* _Prompt_
Every line of the material is to be repeated exactly as it stands.

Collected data
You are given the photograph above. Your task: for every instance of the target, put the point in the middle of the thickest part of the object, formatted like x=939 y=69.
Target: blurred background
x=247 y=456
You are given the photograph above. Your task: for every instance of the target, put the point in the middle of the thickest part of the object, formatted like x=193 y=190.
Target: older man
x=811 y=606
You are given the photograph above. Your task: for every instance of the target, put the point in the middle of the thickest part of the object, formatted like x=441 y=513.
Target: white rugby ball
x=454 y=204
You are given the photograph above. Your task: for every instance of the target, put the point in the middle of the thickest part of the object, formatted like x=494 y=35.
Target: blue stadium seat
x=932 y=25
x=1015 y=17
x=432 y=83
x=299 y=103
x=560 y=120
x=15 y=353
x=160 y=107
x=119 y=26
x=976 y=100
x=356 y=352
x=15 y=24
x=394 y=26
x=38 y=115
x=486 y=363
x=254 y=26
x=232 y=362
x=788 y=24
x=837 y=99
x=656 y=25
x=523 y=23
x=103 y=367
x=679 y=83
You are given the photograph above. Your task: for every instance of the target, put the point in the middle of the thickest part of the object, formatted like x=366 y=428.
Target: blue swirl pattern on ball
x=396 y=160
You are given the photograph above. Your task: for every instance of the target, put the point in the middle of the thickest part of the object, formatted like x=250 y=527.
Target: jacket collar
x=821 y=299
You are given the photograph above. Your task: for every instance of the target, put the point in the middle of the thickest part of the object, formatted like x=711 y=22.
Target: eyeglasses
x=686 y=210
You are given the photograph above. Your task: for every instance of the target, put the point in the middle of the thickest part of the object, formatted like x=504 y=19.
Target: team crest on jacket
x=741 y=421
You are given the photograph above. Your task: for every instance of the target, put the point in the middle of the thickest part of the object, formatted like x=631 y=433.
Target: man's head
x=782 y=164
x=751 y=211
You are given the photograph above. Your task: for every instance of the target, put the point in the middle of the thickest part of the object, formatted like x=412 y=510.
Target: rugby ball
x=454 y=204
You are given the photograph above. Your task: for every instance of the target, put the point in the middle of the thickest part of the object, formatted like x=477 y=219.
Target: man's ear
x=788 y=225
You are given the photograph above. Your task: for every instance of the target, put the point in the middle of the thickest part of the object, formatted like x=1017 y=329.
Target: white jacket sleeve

* _Full output_
You are given the photograph above. Your task: for every instance of the target, put the point in the middle of the thickest part of the object, formatted like x=939 y=69.
Target: blurred background
x=247 y=456
You are given the photograph above. Your task: for every instance of the target, put the point in the middle of the thickest part of the object, formatted like x=193 y=190.
Target: older man
x=811 y=606
You are given the photograph above. Your task: for every instance of the target, put the point in the middle of the thickest part of the object, formatted like x=441 y=513.
Target: white rugby ball
x=454 y=204
You are given the photograph above. Your task: for every instance of the target, put the point in the middle of the thickest part of the object, formatted like x=494 y=35.
Target: blue stadium seat
x=932 y=25
x=1015 y=17
x=432 y=83
x=299 y=103
x=560 y=120
x=15 y=353
x=160 y=107
x=119 y=26
x=976 y=100
x=356 y=352
x=15 y=24
x=394 y=26
x=38 y=115
x=486 y=363
x=254 y=26
x=232 y=362
x=788 y=24
x=837 y=99
x=656 y=25
x=523 y=23
x=103 y=367
x=679 y=83
You are given the photograph above. Your task: for every instance of the target, put the point in the middle of the thickest part of the object, formatted like x=366 y=428.
Target: blue swirl pattern on ball
x=396 y=160
You are given the photograph above. Your task: for every instance of the target, put the point in the middle of the thickest part of the object, formatted like x=250 y=527.
Target: jacket collar
x=821 y=299
You are given the photograph above. Your task: for every instance of the target, put the point in the middle of the thickest part of the object, formatted like x=711 y=22.
Target: eyeglasses
x=686 y=210
You are given the photograph above. Your task: for every instance of the target, put the point in the middle of the thickest part of the object, formatted like x=504 y=19.
Target: team crest on jacket
x=741 y=421
You are given the photograph above. Your task: for every instance of the target, put the point in the middle of the thickest part of the object, formatted like x=631 y=433.
Target: man's head
x=782 y=164
x=751 y=211
You are given the photograph above. Your task: for every instance of the target, put the point in the middle of the thickest part of the object, formatted like x=412 y=510.
Target: rugby ball
x=454 y=204
You are given the photograph above. Your task: for every instance of the target, put the point in the middle of the thickest part of the object, formatted like x=477 y=219.
Target: man's ear
x=788 y=225
You are given the photograph above. Your task: for every instance of the target, put the point in the middle of the thickest part of the object, formatted like x=1017 y=329.
Target: white jacket sleeve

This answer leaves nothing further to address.